● The exercise
Here are some records; return them all exactly.

● Material provided
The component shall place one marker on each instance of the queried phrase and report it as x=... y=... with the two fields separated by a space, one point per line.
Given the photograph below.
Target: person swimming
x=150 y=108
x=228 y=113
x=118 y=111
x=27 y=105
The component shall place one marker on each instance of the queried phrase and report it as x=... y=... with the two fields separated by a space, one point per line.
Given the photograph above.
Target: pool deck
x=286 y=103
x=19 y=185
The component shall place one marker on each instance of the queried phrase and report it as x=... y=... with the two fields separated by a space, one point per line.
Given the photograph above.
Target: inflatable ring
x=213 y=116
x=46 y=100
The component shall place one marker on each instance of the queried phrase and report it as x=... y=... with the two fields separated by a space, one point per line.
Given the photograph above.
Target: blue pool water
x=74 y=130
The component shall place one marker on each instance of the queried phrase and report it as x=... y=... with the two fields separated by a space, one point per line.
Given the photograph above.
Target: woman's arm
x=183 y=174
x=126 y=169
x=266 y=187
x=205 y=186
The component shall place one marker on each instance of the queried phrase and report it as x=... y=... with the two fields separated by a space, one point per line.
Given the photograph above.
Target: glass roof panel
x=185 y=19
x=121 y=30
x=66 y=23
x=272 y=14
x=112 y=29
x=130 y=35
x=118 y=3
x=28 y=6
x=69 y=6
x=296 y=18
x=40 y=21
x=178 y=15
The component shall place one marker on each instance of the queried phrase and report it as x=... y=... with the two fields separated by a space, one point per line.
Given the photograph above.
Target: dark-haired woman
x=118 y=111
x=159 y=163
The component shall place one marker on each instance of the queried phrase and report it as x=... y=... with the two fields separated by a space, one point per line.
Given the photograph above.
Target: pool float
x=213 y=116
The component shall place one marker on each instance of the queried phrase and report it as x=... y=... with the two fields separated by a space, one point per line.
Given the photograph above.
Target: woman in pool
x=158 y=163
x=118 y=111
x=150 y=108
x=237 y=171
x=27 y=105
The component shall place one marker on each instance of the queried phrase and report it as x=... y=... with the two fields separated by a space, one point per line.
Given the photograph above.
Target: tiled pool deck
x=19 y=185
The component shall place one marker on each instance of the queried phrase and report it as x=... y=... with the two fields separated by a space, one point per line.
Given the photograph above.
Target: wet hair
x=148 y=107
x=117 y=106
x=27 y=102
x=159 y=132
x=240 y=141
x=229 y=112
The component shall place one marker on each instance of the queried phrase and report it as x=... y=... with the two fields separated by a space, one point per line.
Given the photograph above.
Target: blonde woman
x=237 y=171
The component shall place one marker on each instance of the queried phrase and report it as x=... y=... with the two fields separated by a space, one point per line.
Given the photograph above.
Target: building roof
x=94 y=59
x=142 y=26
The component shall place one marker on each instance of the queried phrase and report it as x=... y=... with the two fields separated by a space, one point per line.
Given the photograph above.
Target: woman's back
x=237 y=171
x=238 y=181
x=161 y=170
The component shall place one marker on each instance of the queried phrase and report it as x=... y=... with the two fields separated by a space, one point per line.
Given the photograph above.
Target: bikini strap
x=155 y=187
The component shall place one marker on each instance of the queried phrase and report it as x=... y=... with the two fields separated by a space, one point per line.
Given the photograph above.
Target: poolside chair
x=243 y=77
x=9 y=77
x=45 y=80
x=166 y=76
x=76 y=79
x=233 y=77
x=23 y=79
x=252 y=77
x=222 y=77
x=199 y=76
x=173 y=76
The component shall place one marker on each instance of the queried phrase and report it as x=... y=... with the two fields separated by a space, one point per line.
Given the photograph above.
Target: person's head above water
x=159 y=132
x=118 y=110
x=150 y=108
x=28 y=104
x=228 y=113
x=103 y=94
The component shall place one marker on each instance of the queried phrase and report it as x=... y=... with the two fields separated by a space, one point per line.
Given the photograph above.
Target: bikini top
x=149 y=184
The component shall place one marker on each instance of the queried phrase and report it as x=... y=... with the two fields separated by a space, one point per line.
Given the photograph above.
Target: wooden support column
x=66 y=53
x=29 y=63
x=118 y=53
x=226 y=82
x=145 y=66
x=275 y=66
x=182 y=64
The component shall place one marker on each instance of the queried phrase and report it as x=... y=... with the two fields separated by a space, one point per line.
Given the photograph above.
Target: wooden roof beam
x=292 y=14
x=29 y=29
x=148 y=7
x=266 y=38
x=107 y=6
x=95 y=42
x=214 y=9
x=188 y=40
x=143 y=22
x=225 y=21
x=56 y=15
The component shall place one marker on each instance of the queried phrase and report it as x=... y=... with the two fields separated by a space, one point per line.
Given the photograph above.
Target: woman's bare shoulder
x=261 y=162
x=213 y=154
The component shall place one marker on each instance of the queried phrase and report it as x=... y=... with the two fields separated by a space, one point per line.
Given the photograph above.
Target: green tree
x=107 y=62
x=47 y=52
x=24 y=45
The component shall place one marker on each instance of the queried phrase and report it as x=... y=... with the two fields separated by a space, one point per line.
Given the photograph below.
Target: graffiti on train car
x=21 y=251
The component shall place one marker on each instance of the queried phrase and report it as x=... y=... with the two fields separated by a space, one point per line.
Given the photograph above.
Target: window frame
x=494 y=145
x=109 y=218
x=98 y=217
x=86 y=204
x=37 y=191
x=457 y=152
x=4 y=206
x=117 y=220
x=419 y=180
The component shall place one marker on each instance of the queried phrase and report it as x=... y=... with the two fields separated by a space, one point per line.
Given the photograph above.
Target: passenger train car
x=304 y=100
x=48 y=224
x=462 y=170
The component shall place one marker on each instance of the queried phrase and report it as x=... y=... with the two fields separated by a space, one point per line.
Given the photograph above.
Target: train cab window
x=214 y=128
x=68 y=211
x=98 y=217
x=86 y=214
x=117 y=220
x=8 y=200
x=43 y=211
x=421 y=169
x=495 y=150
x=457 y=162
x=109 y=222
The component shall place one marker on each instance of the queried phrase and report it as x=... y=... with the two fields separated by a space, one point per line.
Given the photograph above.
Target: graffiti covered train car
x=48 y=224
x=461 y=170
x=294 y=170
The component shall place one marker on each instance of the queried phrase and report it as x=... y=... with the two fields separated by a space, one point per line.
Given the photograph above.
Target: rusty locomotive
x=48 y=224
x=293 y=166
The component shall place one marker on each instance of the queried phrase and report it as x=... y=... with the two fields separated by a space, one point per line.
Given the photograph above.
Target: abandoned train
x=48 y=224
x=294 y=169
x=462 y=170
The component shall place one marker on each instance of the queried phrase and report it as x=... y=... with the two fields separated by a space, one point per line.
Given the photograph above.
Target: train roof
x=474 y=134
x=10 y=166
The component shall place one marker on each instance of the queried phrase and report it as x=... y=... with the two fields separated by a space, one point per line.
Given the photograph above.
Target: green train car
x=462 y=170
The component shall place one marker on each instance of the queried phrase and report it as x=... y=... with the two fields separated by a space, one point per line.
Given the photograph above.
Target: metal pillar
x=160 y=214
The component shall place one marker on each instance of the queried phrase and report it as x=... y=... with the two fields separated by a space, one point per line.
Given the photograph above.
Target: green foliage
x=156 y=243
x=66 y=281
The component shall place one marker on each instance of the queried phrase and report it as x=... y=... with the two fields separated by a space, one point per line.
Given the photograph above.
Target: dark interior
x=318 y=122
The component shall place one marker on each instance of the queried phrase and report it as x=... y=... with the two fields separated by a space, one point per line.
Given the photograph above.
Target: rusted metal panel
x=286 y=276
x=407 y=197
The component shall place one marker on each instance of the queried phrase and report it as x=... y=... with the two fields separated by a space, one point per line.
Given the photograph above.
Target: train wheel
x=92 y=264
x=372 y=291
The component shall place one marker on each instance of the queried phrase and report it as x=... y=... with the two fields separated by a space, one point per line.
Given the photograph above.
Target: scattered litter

● Task output
The component shall place one marker on each instance of the queried phrase and report it as x=... y=... with the two fields separated by a space, one point per line.
Given the photograph below.
Target: person swimming
x=150 y=108
x=228 y=113
x=118 y=111
x=27 y=105
The component shall place one marker on each instance of the queried phrase and report it as x=... y=... with the two fields separated by a space, one point per line.
Given the photograph above.
Target: pool deck
x=286 y=103
x=19 y=185
The component shall place one marker on each instance of the queried phrase and report it as x=... y=... with the two fields separated by a space, one point per line.
Given the photograph above.
Target: inflatable ring
x=213 y=116
x=46 y=100
The component shall place one marker on each instance of the queried phrase and report it as x=... y=... with the two fields separated by a space, one point per line.
Given the photograph above.
Target: blue pool water
x=74 y=130
The component shall place one marker on each instance of the queried phrase and report it as x=... y=... with the two fields separated by a space, one point per line.
Given the photograph above.
Target: woman's arm
x=183 y=174
x=126 y=169
x=266 y=187
x=205 y=186
The component shall place one marker on each instance of the queried phrase and report it as x=... y=... with the two fields separated by a space, one point per line.
Given the photograph above.
Target: glass roof panel
x=185 y=19
x=121 y=30
x=66 y=23
x=272 y=14
x=112 y=29
x=130 y=35
x=118 y=3
x=28 y=6
x=69 y=6
x=296 y=18
x=40 y=21
x=178 y=15
The component shall place one marker on each instance of the queried phrase and report it as x=... y=... with the two fields separated by a space, one point per line.
Given the photograph above.
Target: dark-haired woman
x=118 y=111
x=159 y=163
The component shall place one marker on each instance of the queried phrase and report it as x=... y=... with the two fields separated by a space, one point per line.
Given the photograph above.
Target: pool float
x=213 y=116
The component shall place one marker on each instance of the queried phrase and report it as x=... y=... with the two fields separated by a space, one point per line.
Given the photograph above.
Target: woman in pool
x=158 y=163
x=118 y=111
x=150 y=108
x=237 y=171
x=27 y=105
The component shall place one marker on each instance of the queried phrase and report it as x=... y=... with the two fields separated by a space, one point per line.
Given the photograph above.
Target: tiled pool deck
x=19 y=185
The component shall place one marker on each instance of the queried phrase and report it as x=... y=... with the two fields separated by a space, one point per line.
Given the photograph above.
Target: wet hair
x=148 y=107
x=117 y=106
x=27 y=102
x=159 y=132
x=240 y=141
x=229 y=112
The component shall place one marker on each instance of the queried phrase and report it as x=... y=... with the two fields separated by a space, one point per line.
Given the photograph above.
Target: blonde woman
x=237 y=171
The component shall place one marker on each instance of the queried phrase and report it as x=... y=... with the two fields separated by a space, one point per line.
Given the photograph above.
Target: building roof
x=94 y=59
x=142 y=26
The component shall place one marker on each instance of the queried phrase and report it as x=... y=... with the two fields separated by a space, one point per line.
Given the photograph above.
Target: woman's back
x=237 y=171
x=238 y=181
x=161 y=170
The component shall place one marker on each instance of the queried phrase and report it as x=... y=... with the two fields separated by a space, one point per line.
Given the photograph above.
Target: bikini strap
x=155 y=187
The component shall place one marker on each instance of the queried phrase and report it as x=... y=... with the two fields separated by a space, one point per line.
Given the photograph above.
Target: poolside chair
x=243 y=77
x=9 y=77
x=45 y=80
x=166 y=76
x=76 y=79
x=233 y=77
x=23 y=79
x=252 y=77
x=222 y=77
x=199 y=76
x=173 y=76
The component shall place one marker on each instance of the queried phrase and report it as x=... y=... with the two fields separated by a space, one point per line.
Given the photograph above.
Target: person's head above water
x=159 y=132
x=118 y=110
x=150 y=108
x=28 y=104
x=228 y=113
x=103 y=94
The component shall place one marker on each instance of the queried phrase and report it as x=... y=... with the two fields separated by a space, one point per line.
Given the photograph above.
Target: bikini top
x=149 y=184
The component shall place one marker on each instance of the queried phrase and report it as x=... y=... with the two fields separated by a space, one point per line.
Given the photograph above.
Target: wooden support column
x=66 y=53
x=29 y=63
x=118 y=53
x=226 y=82
x=145 y=66
x=275 y=66
x=182 y=64
The component shall place one marker on each instance of the queried phrase and report it as x=... y=... with the two fields separated by a space, one point per line.
Given the photograph above.
Target: wooden roof beam
x=292 y=14
x=29 y=29
x=148 y=7
x=266 y=38
x=107 y=6
x=95 y=42
x=214 y=9
x=188 y=40
x=143 y=22
x=225 y=21
x=56 y=15
The component shall place one marker on each instance of the queried phrase and report it as x=... y=... with the two fields separated by a space, one point per line.
Given the photograph above.
Target: woman's bare shoulder
x=261 y=162
x=213 y=154
The component shall place one marker on each instance of the queried phrase and report it as x=... y=... with the two fields separated by a space, one point per line.
Given the photograph above.
Target: green tree
x=107 y=62
x=47 y=52
x=24 y=45
The component shall place one marker on each instance of the queried phrase and report it as x=... y=... with the two fields separated by a space, one point per line.
Given the photograph below.
Target: graffiti on train car
x=21 y=251
The component shall place one marker on each instance of the queried phrase and report it as x=... y=... with the two fields separated by a space, one point per line.
Given the photograph above.
Target: window frame
x=494 y=145
x=109 y=218
x=98 y=217
x=86 y=204
x=37 y=191
x=457 y=152
x=4 y=206
x=117 y=220
x=419 y=180
The component shall place one marker on each instance of the queried phrase and report it as x=... y=... with the two fields separated by a space, one point per line.
Given the photograph above.
Target: passenger train car
x=304 y=100
x=48 y=224
x=462 y=170
The component shall place one marker on each instance of the queried phrase and report it as x=... y=... with the two fields separated by a space, one point per line.
Given the photograph above.
Target: train cab window
x=214 y=128
x=68 y=211
x=98 y=217
x=86 y=214
x=117 y=220
x=8 y=200
x=43 y=211
x=421 y=169
x=495 y=150
x=457 y=162
x=109 y=222
The component shall place one marker on each instance of the queried phrase and report it as x=... y=... with the two fields separated by a space, one point per line.
Given the photograph above.
Target: graffiti covered train car
x=48 y=224
x=461 y=170
x=294 y=170
The component shall place one marker on each instance of the queried phrase and report it as x=... y=... with the two fields separated by a space, one point per line.
Given the photograph above.
Target: rusty locomotive
x=48 y=224
x=293 y=166
The component shall place one marker on each instance of the queried phrase and report it as x=... y=... with the two fields separated by a space, one point per line.
Given the photograph above.
Target: abandoned train
x=48 y=224
x=294 y=169
x=462 y=170
The component shall place one marker on each instance of the queried phrase and report it as x=... y=... with the two fields separated by a space, one point per line.
Given the photograph above.
Target: train roof
x=474 y=134
x=10 y=166
The component shall place one marker on each instance of the queried phrase and report it as x=... y=... with the two fields separated by a space, one point per line.
Given the photograph above.
Target: green train car
x=462 y=170
The component shall place one marker on each instance of the queried phrase and report it as x=... y=... with the two fields separated by a space, one point per line.
Given the photograph above.
Target: metal pillar
x=160 y=214
The component shall place one marker on each instance of the queried phrase and report it as x=... y=... with the two fields separated by a space, one point per line.
Given the photograph above.
Target: green foliage
x=156 y=243
x=66 y=281
The component shall place one marker on each instance of the queried phrase and report it as x=... y=... with the two fields separated by a space, one point per line.
Given the photograph above.
Target: dark interior
x=318 y=122
The component shall place one marker on each instance of the queried phrase and report it as x=... y=... with the two fields separated by a space, one point per line.
Given the photograph above.
Target: rusted metal panel
x=286 y=276
x=407 y=197
The component shall place one marker on each instance of the queried phrase and report it as x=... y=... with the two fields separated by a space, one point per line.
Given the photograph above.
Target: train wheel
x=92 y=264
x=372 y=291
The component shall place one marker on each instance of the queried phrase and report it as x=... y=... with the two fields separated by a space, one point per line.
Given the photograph above.
Target: scattered litter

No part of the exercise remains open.